(Data records)
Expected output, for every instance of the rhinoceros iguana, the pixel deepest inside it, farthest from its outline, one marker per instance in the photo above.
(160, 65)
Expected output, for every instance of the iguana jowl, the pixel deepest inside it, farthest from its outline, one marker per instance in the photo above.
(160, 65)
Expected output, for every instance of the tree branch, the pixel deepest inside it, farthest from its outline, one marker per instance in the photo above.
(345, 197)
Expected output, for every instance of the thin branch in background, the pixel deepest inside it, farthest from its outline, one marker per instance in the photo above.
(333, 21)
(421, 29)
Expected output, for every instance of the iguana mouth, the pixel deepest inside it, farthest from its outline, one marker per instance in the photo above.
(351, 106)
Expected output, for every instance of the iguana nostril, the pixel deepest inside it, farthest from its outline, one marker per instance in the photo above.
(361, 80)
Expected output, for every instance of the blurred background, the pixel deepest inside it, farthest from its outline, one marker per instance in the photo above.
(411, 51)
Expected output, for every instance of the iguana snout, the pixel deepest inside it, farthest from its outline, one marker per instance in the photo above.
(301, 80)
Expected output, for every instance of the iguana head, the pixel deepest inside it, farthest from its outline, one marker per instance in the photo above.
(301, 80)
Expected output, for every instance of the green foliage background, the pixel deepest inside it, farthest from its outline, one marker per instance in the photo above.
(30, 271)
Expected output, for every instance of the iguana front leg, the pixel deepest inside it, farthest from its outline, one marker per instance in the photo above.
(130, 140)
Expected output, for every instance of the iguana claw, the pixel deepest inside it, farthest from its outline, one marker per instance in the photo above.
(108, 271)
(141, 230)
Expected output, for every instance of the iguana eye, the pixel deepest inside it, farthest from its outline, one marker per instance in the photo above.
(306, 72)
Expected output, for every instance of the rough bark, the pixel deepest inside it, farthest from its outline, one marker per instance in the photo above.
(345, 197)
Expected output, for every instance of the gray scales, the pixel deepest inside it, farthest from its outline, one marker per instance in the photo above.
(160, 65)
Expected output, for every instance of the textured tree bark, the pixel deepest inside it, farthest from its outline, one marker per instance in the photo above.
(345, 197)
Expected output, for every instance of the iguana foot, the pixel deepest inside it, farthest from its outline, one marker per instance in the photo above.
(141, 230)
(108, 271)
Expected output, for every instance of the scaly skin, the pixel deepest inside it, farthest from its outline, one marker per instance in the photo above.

- _What the exercise asks_:
All entries are to be repeated exactly and completely.

- _Response_:
Expected output, for every instance of the rhinoceros iguana, the pixel deepest inside it, farthest from its outline, one marker per instance in the photo above.
(160, 65)
Expected output, for every instance of the iguana jowl, the pixel deepest inside it, farthest from its outline, one marker per instance in the photo above.
(160, 65)
Expected output, for every instance of the tree branch, the pixel deepest inside it, farthest from its outline, one marker per instance in the photo above.
(345, 197)
Expected output, for every instance of the thin branch in background, the pixel deepest inside it, farthest from its outline, one marker per instance in the photo above.
(333, 21)
(421, 29)
Expected output, for every instance of the iguana mouth, the pixel deepest inside it, farthest from its outline, one marker per instance in the photo above.
(351, 106)
Expected output, for every instance of the iguana nostril, the pixel deepest inside it, farthest from its outline, one marker per instance in the photo above.
(361, 80)
Expected output, for every instance of the blurred background, the pixel deepest inside it, farthest from its outline, one marker per instance in the photo above.
(411, 51)
Expected output, for every instance of the iguana snout, the pixel deepest inside it, farthest from its outline, one marker per instance in the photo above.
(301, 80)
Expected output, for every instance of the iguana head, the pixel deepest inside it, farthest from its outline, one marker per instance in the photo above.
(301, 80)
Expected output, for every instance of the green foliage background, the pixel deepest inside it, farthest from its outline, one marker per instance in the photo above.
(30, 271)
Expected output, for every instance of the iguana front leg, the pixel deepest inside it, farthest from its outline, one marker per instance in the photo above.
(130, 140)
Expected output, for every instance of the iguana claw, the pixel deepest inside it, farthest from its outline, one marker per instance in the photo above.
(108, 271)
(141, 230)
Expected output, for every instance of the iguana eye, the pixel deepest inside it, farthest from its outline, one marker per instance in the photo above.
(306, 72)
Expected output, for every instance of the rough bark, the pixel deepest inside it, farthest from its outline, one marker per instance in the photo above.
(345, 197)
Expected output, for every instance of the gray scales, the pixel deepest inside it, farthest from its outline, one marker per instance in the photo above.
(160, 65)
Expected output, for every instance of the textured tree bark, the pixel deepest inside it, farthest from its outline, one marker per instance in the photo above.
(345, 197)
Expected output, for every instance of the iguana foot, the pixel deepest inside it, farthest from its outline, one marker per instance in the photo above.
(141, 230)
(108, 271)
Expected output, for every instance of the scaly skin, the pixel deepest inside it, farthest from its outline, one marker per instance in the photo above.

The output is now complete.